**What is expected:** Whatever lines the data contains, output all of them unchanged.

**Records:**
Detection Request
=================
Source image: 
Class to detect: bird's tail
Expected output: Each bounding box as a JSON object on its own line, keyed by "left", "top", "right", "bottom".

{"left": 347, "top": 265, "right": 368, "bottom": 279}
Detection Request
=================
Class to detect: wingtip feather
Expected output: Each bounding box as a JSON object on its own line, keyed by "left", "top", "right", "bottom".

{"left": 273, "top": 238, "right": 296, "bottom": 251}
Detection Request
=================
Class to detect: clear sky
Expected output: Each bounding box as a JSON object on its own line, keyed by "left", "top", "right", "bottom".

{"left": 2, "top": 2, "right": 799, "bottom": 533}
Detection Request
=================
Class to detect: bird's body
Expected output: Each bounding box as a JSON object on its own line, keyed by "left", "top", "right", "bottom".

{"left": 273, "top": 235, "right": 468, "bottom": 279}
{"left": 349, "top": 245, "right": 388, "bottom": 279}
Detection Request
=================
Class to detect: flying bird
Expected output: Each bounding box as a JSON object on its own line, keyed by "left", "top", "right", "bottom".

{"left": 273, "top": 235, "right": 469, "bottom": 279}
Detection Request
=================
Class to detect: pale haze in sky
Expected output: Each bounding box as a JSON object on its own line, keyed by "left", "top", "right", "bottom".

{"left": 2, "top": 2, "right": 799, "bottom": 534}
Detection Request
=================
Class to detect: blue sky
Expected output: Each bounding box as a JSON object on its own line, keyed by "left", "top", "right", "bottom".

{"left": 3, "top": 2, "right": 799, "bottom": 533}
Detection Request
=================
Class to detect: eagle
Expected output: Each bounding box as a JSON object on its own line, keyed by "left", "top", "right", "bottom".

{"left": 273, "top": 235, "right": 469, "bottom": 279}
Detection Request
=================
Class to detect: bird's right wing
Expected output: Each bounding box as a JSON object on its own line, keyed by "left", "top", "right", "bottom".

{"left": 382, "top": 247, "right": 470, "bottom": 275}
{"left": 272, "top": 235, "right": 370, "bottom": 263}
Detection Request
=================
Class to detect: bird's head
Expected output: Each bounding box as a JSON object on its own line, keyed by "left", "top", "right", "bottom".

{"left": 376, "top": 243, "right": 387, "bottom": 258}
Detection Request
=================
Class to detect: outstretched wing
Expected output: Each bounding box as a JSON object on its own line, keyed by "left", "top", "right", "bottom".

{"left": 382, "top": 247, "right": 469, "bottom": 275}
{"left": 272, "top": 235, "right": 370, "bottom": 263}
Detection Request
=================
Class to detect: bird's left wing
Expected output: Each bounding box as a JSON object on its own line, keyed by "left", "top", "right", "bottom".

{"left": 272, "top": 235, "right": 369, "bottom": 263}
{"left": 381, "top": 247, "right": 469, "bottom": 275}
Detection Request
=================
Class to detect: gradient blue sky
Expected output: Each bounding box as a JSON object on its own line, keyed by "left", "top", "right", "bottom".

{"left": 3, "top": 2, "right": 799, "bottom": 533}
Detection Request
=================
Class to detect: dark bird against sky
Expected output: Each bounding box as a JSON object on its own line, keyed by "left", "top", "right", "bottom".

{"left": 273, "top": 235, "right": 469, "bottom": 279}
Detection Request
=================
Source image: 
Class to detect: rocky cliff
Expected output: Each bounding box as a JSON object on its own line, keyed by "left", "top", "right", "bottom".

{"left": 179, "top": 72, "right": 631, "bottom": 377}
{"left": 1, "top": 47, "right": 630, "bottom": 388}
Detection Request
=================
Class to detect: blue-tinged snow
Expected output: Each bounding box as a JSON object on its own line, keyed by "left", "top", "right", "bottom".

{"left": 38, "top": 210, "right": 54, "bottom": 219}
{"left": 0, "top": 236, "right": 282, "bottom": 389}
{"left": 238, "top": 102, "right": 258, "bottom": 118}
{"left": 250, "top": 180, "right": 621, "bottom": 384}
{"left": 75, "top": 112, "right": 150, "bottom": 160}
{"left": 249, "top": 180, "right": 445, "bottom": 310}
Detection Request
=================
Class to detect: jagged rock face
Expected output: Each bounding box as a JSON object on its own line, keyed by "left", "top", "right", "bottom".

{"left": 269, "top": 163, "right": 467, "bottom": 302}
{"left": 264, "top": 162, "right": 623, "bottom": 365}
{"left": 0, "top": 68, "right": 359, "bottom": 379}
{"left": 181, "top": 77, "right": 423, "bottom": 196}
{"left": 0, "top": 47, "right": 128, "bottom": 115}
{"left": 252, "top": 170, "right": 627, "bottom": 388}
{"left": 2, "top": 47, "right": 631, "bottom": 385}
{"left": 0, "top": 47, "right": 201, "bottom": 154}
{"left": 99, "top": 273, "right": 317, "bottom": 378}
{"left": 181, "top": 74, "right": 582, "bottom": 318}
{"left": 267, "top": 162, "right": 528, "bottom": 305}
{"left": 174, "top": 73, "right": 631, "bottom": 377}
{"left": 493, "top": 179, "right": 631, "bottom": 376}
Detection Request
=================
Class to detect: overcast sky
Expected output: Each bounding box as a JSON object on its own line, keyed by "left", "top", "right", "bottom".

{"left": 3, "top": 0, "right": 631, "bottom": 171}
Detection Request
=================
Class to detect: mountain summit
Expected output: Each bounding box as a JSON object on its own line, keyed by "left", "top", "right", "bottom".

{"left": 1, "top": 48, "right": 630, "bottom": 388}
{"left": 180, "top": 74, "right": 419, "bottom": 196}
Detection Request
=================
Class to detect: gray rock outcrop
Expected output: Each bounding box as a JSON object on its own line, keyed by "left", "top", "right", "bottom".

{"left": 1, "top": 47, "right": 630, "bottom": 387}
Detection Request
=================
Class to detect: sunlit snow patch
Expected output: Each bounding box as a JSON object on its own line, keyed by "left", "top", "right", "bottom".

**The completed task:**
Detection Request
=================
Source image: 
Class to detect: bird's tail
Expected output: Each bounding box as a JSON object on its own line, keyed by "left", "top", "right", "bottom".

{"left": 347, "top": 265, "right": 368, "bottom": 279}
Detection Request
=================
Class to detect: wingtip feather
Expected output: Each bounding box as a JSON object on its own line, keyed by "left", "top", "right", "bottom".

{"left": 273, "top": 238, "right": 296, "bottom": 251}
Detection Request
=================
Class to detect: clear sky
Expected output: Each bounding box as a JSON object on its own line, keyed by "left", "top", "right", "bottom".

{"left": 2, "top": 2, "right": 799, "bottom": 533}
Detection Request
=================
Class to detect: bird's body
Expected output: Each bounding box as a JSON object on its own line, keyed by "left", "top", "right", "bottom".

{"left": 273, "top": 235, "right": 468, "bottom": 279}
{"left": 349, "top": 245, "right": 388, "bottom": 279}
Detection Request
=================
Class to detect: flying bird
Expected output: Each bounding box as a JSON object on its own line, keyed by "left", "top", "right", "bottom".

{"left": 273, "top": 235, "right": 469, "bottom": 279}
Detection Request
=================
Class to detect: pale haze in sky
Expected output: Each bounding box as a JSON object on its own line, keyed by "left", "top", "right", "bottom".

{"left": 2, "top": 2, "right": 799, "bottom": 534}
Detection Request
=================
Class to detect: blue sky
Expected output: Each bounding box as a JSON object on its own line, keyed by "left", "top", "right", "bottom".

{"left": 3, "top": 2, "right": 799, "bottom": 533}
Detection Request
=================
Class to detect: eagle
Expected output: Each bounding box as a JSON object on its own line, keyed by "left", "top", "right", "bottom".

{"left": 273, "top": 235, "right": 469, "bottom": 279}
Detection Request
=================
Class to detect: bird's right wing
Expected output: Each bounding box as a JSON object on its own line, keyed by "left", "top", "right", "bottom".

{"left": 382, "top": 247, "right": 470, "bottom": 275}
{"left": 272, "top": 235, "right": 370, "bottom": 263}
Detection Request
=================
Class to detect: bird's head
Expected output: Each bounding box as a JSON object on its own line, keyed by "left", "top", "right", "bottom".

{"left": 376, "top": 243, "right": 387, "bottom": 258}
Detection Request
=================
Class to detect: outstretched wing
Expected output: Each bounding box as a JSON object on its own line, keyed by "left", "top", "right", "bottom".

{"left": 382, "top": 247, "right": 469, "bottom": 275}
{"left": 272, "top": 235, "right": 370, "bottom": 263}
Detection Request
=================
Class to detect: bird's left wing
Expected output: Each bounding box as a JSON object on its own line, keyed by "left", "top", "right", "bottom".

{"left": 272, "top": 235, "right": 369, "bottom": 263}
{"left": 381, "top": 247, "right": 469, "bottom": 275}
Detection Request
=================
Class to detect: gradient blue sky
Expected output: Each bounding box as a JSON object on its own line, keyed by "left", "top", "right", "bottom".

{"left": 3, "top": 2, "right": 799, "bottom": 533}
Detection Request
=================
Class to detect: dark bird against sky
Expected output: Each bounding box as a JSON object on its own line, keyed by "left", "top", "right", "bottom".

{"left": 273, "top": 235, "right": 469, "bottom": 279}
Detection Request
=================
Source image: 
Class to detect: rocky cliff
Expected output: Each bounding box as a JSON object on its own line, keyed by "left", "top", "right", "bottom".

{"left": 179, "top": 72, "right": 631, "bottom": 377}
{"left": 1, "top": 47, "right": 630, "bottom": 388}
Detection Request
=================
Class to detect: blue-tinged snow
Expected output: Each bounding box as a JSON object on its own line, keyed by "left", "top", "right", "bottom".

{"left": 38, "top": 210, "right": 54, "bottom": 219}
{"left": 0, "top": 236, "right": 282, "bottom": 389}
{"left": 238, "top": 102, "right": 258, "bottom": 118}
{"left": 250, "top": 180, "right": 621, "bottom": 384}
{"left": 75, "top": 112, "right": 150, "bottom": 160}
{"left": 249, "top": 180, "right": 445, "bottom": 310}
Detection Request
=================
Class to detect: jagged rock face
Expected output: Each bounding box as a JSON object on its own line, keyed by "left", "top", "right", "bottom".

{"left": 269, "top": 163, "right": 467, "bottom": 302}
{"left": 264, "top": 162, "right": 623, "bottom": 365}
{"left": 0, "top": 68, "right": 359, "bottom": 379}
{"left": 181, "top": 77, "right": 423, "bottom": 196}
{"left": 0, "top": 47, "right": 128, "bottom": 115}
{"left": 252, "top": 170, "right": 627, "bottom": 388}
{"left": 2, "top": 47, "right": 631, "bottom": 385}
{"left": 0, "top": 47, "right": 201, "bottom": 154}
{"left": 99, "top": 273, "right": 317, "bottom": 378}
{"left": 181, "top": 74, "right": 582, "bottom": 318}
{"left": 267, "top": 162, "right": 528, "bottom": 305}
{"left": 174, "top": 73, "right": 631, "bottom": 377}
{"left": 493, "top": 179, "right": 631, "bottom": 376}
Detection Request
=================
Class to detect: overcast sky
Expected output: Each bounding box as a JSON object on its own line, keyed by "left", "top", "right", "bottom".

{"left": 3, "top": 0, "right": 631, "bottom": 171}
Detection Request
=================
Class to detect: mountain summit
Expected output: Each bounding box as a JSON object on its own line, keyed by "left", "top", "right", "bottom".

{"left": 1, "top": 48, "right": 630, "bottom": 388}
{"left": 180, "top": 74, "right": 419, "bottom": 196}
Detection Request
=================
Class to detect: gray rock outcrop
Expected output: Each bounding box as a JSON object on its own line, keyed by "left", "top", "right", "bottom".

{"left": 1, "top": 47, "right": 630, "bottom": 387}
Detection Request
=================
Class to detect: sunlit snow patch
Expected output: Each bounding box as a JSON object on its own line, keyed by "left", "top", "right", "bottom".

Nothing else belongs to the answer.